* Start Extracted data *
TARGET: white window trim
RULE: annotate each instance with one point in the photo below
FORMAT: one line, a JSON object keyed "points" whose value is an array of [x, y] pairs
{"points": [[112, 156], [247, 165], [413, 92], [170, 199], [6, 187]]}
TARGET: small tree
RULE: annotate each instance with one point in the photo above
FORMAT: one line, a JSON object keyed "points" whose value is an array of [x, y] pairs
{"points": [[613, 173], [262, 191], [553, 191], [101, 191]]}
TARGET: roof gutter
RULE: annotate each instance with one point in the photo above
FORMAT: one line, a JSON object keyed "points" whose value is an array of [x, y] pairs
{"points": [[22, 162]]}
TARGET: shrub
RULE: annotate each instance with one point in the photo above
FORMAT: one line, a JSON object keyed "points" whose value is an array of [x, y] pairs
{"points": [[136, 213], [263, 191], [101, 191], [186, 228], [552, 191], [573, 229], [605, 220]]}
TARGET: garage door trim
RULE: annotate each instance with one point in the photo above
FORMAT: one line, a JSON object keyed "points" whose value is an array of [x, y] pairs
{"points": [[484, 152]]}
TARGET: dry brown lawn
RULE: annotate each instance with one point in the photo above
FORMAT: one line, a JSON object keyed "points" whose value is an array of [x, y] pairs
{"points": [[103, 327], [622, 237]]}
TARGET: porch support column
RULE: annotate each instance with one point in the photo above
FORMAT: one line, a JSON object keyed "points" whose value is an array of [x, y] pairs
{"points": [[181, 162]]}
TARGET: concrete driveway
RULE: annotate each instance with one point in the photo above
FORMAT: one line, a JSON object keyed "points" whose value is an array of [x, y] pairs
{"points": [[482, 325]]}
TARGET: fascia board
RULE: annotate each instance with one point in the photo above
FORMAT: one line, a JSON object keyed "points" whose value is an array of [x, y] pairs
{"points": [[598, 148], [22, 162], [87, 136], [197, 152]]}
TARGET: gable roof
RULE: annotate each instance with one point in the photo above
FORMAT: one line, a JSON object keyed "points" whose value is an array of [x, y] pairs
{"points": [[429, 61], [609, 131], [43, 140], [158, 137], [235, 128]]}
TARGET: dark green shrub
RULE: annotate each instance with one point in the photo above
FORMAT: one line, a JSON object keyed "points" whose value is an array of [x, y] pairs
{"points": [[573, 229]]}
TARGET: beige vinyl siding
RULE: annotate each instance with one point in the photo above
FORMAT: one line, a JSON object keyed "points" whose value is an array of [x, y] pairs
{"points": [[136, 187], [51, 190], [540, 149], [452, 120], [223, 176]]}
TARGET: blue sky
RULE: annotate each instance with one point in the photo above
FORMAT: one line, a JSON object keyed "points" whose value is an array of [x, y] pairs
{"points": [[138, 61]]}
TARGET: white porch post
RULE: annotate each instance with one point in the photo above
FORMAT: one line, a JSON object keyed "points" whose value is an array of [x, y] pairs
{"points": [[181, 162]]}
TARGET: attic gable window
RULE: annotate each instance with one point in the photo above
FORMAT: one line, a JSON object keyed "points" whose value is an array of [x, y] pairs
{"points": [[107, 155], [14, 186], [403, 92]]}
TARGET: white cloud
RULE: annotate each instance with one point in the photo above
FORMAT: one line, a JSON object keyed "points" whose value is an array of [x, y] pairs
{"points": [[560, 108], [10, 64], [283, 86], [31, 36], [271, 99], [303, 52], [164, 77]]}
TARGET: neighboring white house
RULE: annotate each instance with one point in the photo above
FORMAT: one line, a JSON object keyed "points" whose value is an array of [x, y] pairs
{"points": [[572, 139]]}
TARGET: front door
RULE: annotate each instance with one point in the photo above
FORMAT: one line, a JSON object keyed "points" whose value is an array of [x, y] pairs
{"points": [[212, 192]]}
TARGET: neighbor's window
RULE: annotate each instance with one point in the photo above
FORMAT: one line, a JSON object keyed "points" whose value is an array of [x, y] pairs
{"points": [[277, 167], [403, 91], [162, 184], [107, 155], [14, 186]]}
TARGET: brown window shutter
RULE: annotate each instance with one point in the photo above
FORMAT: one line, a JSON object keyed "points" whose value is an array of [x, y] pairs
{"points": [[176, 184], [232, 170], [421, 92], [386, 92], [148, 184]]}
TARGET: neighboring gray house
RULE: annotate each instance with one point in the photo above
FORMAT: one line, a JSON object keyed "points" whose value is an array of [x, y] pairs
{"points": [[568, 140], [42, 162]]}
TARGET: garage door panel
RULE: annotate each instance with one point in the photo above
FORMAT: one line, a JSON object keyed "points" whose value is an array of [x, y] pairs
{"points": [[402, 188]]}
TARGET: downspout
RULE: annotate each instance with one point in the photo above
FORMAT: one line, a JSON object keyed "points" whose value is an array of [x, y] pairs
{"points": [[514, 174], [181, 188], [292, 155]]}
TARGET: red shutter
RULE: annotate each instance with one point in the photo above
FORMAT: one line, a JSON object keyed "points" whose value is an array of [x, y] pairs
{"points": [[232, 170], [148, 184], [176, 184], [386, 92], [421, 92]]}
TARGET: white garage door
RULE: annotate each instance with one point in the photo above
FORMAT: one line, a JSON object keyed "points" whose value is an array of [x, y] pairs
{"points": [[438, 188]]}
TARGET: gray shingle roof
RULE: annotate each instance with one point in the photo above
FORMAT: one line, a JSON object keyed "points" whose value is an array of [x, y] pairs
* End Extracted data *
» **Exercise details**
Reproduce the lines of the listing word for word, starting at the line that contains "TARGET: gray shingle roof" and ending with the final line of the listing, both included.

» **Solution for this exercise**
TARGET: gray shingle roof
RULE: annotate each instance with one point in the photo above
FORMAT: one line, a JSON object keyed "points" whose value is an array of [x, y] pairs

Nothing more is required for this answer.